- [Set exercise]: Repeat all of the material exactly as given.

- [Data for this task]:

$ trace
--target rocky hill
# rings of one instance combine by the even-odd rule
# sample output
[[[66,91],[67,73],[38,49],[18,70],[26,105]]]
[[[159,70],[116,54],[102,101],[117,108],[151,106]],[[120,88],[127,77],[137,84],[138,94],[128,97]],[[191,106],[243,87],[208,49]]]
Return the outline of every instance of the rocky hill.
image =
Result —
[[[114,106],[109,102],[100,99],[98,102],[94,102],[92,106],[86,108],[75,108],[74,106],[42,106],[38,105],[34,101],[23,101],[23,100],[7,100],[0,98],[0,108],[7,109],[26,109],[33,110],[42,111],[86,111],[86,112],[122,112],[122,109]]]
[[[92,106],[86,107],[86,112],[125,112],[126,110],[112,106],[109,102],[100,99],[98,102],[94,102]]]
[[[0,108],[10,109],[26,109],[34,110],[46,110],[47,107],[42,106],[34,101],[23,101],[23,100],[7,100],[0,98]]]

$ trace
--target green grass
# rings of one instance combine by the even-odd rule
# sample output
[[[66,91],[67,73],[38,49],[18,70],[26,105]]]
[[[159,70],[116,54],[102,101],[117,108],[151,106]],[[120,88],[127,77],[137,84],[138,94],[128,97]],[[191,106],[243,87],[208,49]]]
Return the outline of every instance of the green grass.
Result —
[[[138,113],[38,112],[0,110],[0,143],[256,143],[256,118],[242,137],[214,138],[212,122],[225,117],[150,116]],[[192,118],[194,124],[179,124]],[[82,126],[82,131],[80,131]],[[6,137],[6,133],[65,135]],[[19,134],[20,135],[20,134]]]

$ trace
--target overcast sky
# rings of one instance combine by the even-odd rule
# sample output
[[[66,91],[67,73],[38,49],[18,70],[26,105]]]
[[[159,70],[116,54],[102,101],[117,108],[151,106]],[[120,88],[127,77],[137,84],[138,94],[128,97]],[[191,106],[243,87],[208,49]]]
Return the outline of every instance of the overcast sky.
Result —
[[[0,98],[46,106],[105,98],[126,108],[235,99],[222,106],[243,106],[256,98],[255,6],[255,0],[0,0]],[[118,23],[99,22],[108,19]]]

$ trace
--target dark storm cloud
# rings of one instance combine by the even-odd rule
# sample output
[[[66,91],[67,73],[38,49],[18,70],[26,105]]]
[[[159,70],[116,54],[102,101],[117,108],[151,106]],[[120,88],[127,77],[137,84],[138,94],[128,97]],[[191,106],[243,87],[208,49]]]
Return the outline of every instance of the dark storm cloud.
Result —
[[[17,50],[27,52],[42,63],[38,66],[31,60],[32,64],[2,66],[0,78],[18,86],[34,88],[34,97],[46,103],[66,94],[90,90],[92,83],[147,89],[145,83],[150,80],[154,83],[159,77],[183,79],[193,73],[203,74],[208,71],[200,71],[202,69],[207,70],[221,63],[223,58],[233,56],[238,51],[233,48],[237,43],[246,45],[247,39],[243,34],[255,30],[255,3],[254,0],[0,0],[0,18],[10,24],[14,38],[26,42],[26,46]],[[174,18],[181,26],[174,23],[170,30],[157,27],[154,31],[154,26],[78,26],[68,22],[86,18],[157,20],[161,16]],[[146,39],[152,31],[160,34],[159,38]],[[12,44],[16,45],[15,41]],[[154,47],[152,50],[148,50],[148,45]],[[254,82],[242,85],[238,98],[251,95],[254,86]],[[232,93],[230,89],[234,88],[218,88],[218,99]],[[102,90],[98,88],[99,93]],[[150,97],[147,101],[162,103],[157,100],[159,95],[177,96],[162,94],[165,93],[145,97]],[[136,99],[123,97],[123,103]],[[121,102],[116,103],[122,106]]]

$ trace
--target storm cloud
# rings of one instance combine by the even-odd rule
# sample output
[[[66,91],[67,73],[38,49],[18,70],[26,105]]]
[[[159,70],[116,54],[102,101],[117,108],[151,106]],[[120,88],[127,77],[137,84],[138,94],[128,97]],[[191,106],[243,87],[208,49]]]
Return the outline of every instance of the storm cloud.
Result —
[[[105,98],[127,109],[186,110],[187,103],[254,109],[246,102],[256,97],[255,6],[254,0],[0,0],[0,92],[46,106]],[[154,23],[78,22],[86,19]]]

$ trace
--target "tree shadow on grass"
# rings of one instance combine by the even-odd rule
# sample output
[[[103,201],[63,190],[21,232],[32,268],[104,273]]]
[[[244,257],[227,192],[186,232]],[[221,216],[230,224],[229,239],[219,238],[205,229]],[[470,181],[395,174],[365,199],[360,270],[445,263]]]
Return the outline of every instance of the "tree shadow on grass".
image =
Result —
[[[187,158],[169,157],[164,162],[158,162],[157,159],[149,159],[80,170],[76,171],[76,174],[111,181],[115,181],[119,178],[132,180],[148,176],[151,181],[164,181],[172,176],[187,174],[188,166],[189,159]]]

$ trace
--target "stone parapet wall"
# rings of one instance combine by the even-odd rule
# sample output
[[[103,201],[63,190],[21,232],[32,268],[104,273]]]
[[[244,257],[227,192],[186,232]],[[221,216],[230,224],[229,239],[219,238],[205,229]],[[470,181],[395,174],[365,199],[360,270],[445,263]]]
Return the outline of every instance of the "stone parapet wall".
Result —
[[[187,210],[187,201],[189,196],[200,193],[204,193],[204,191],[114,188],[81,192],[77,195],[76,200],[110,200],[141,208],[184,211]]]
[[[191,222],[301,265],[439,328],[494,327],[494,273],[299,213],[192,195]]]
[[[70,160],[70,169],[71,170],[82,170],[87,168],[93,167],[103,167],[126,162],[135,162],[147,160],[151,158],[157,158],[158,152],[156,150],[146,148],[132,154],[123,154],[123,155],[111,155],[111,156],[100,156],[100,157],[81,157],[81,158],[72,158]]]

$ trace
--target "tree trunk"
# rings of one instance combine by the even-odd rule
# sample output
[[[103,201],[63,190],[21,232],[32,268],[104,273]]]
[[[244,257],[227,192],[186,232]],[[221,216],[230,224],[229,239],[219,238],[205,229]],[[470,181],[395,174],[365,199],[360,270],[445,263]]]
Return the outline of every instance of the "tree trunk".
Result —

- [Worked answer]:
$ trace
--target rocky hill
# rings of one instance combine by the even-odd rule
# sample output
[[[66,91],[67,73],[38,49],[18,70],[26,105]]]
[[[159,70],[116,54],[102,101],[117,108],[151,106]],[[120,88],[127,77],[137,84],[138,94],[128,97]],[[191,106],[243,87],[208,49]]]
Return the outline of every instance of the rocky hill.
image =
Result —
[[[114,106],[109,102],[100,99],[98,102],[94,102],[92,106],[86,108],[75,108],[74,106],[42,106],[38,105],[34,101],[23,101],[23,100],[7,100],[0,98],[0,108],[7,109],[26,109],[33,110],[42,111],[86,111],[86,112],[122,112],[122,109]]]
[[[92,106],[86,107],[86,112],[125,112],[126,110],[112,106],[109,102],[100,99],[98,102],[94,102]]]
[[[0,108],[10,109],[26,109],[34,110],[46,110],[47,107],[42,106],[34,101],[23,101],[23,100],[7,100],[0,98]]]

$ trace
--target green grass
# rings of one instance combine by the even-odd rule
# sample output
[[[66,91],[67,73],[38,49],[18,70],[26,105]]]
[[[159,70],[116,54],[102,101],[117,108],[151,106]],[[120,88],[127,77],[137,84],[138,94],[128,97]],[[191,106],[243,87],[208,49]]]
Return the outline of every instance of the green grass.
Result —
[[[138,113],[38,112],[0,110],[0,143],[256,143],[256,118],[242,137],[214,138],[212,122],[225,117],[150,116]],[[192,118],[194,124],[179,124]],[[82,126],[82,131],[80,131]],[[6,137],[6,133],[65,135]],[[19,134],[20,135],[20,134]]]

$ trace
--target overcast sky
# rings of one instance combine by the even-odd rule
# sample output
[[[66,91],[67,73],[38,49],[18,70],[26,105]]]
[[[159,70],[116,54],[102,101],[117,108],[151,106]],[[120,88],[127,77],[137,84],[138,94],[128,97]],[[191,106],[243,87],[208,49]]]
Return the outline of every instance of the overcast sky.
Result —
[[[0,98],[46,106],[105,98],[126,108],[235,99],[222,106],[243,106],[256,98],[255,6],[255,0],[0,0]],[[118,23],[99,22],[108,19]]]

$ trace
--target dark storm cloud
# rings of one instance combine by the even-odd rule
# sample output
[[[66,91],[67,73],[38,49],[18,70],[26,105]]]
[[[159,70],[116,54],[102,101],[117,108],[151,106]],[[120,88],[127,77],[137,84],[138,94],[128,97]],[[191,106],[243,87],[208,49]]]
Return the outline of every instance of the dark storm cloud.
Result —
[[[17,50],[27,52],[42,63],[38,66],[31,60],[32,64],[2,66],[0,78],[18,86],[34,88],[34,97],[46,103],[66,94],[90,90],[92,83],[147,89],[145,83],[150,80],[154,83],[159,77],[183,79],[193,73],[203,74],[208,71],[200,71],[202,69],[207,70],[221,63],[223,58],[233,56],[238,51],[233,48],[237,43],[246,45],[247,39],[243,34],[255,30],[255,3],[254,0],[0,0],[0,18],[10,24],[14,38],[26,42],[26,46]],[[174,18],[181,26],[174,23],[170,30],[157,27],[154,31],[154,26],[78,26],[68,22],[86,18],[157,20],[161,16]],[[146,39],[152,31],[160,34],[159,38]],[[12,44],[16,45],[15,41]],[[154,47],[152,50],[148,50],[148,45]],[[254,82],[242,85],[238,98],[251,95],[254,86]],[[232,93],[230,89],[234,88],[218,88],[218,99]],[[102,90],[98,88],[99,93]],[[150,97],[147,101],[162,103],[157,100],[159,95],[177,96],[162,94],[165,93],[145,97]],[[136,99],[123,97],[123,103]],[[121,102],[116,103],[122,106]]]

$ trace
--target storm cloud
# rings of one instance combine by the even-odd rule
# sample output
[[[66,91],[67,73],[38,49],[18,70],[26,105]]]
[[[159,70],[116,54],[102,101],[117,108],[151,106]],[[120,88],[127,77],[137,84],[138,94],[128,97]],[[191,106],[243,87],[208,49]]]
Return the outline of every instance of the storm cloud.
Result —
[[[105,98],[127,109],[186,110],[187,103],[254,109],[246,102],[256,97],[255,6],[254,0],[0,0],[0,92],[46,106]],[[154,23],[78,22],[86,19]]]

$ trace
--target "tree shadow on grass"
# rings of one instance combine by the even-odd rule
# sample output
[[[103,201],[63,190],[21,232],[32,268],[104,273]]]
[[[244,257],[227,192],[186,232]],[[221,216],[230,224],[229,239],[219,238],[205,229]],[[470,181],[395,174],[365,199],[360,270],[445,263]]]
Return the outline of every instance of the "tree shadow on grass".
image =
Result —
[[[187,158],[169,157],[164,162],[158,162],[157,159],[149,159],[80,170],[76,171],[76,174],[111,181],[115,181],[119,178],[132,180],[148,176],[151,181],[164,181],[172,176],[187,174],[188,166],[189,159]]]

$ trace
--target "stone parapet wall"
# rings of one instance combine by the even-odd rule
# sample output
[[[103,201],[63,190],[21,232],[32,268],[104,273]]]
[[[244,257],[227,192],[186,232]],[[221,216],[230,224],[229,239],[219,238],[205,229]],[[470,181],[395,174],[365,199],[360,270],[445,263]]]
Return the outline of every instance of the "stone parapet wall".
Result —
[[[187,210],[187,201],[189,196],[200,193],[204,193],[204,191],[114,188],[81,192],[77,195],[76,200],[110,200],[141,208],[184,211]]]
[[[191,222],[301,265],[439,328],[494,327],[494,273],[299,213],[192,195]]]
[[[70,160],[70,169],[71,170],[82,170],[87,168],[93,167],[103,167],[126,162],[135,162],[147,160],[151,158],[157,158],[158,152],[156,150],[146,148],[132,154],[123,154],[123,155],[111,155],[111,156],[100,156],[100,157],[81,157],[81,158],[72,158]]]

$ trace
--target "tree trunk"
# rings of one instance combine by the even-odd rule
# sample output
[[[103,201],[63,190],[21,232],[32,268],[104,273]]]
[[[244,257],[227,192],[186,232]],[[221,216],[230,224],[229,239],[219,238],[205,229]],[[470,181],[395,174],[365,199],[360,270],[445,263]]]
Return the outline of every instance of the "tree trunk".
Result —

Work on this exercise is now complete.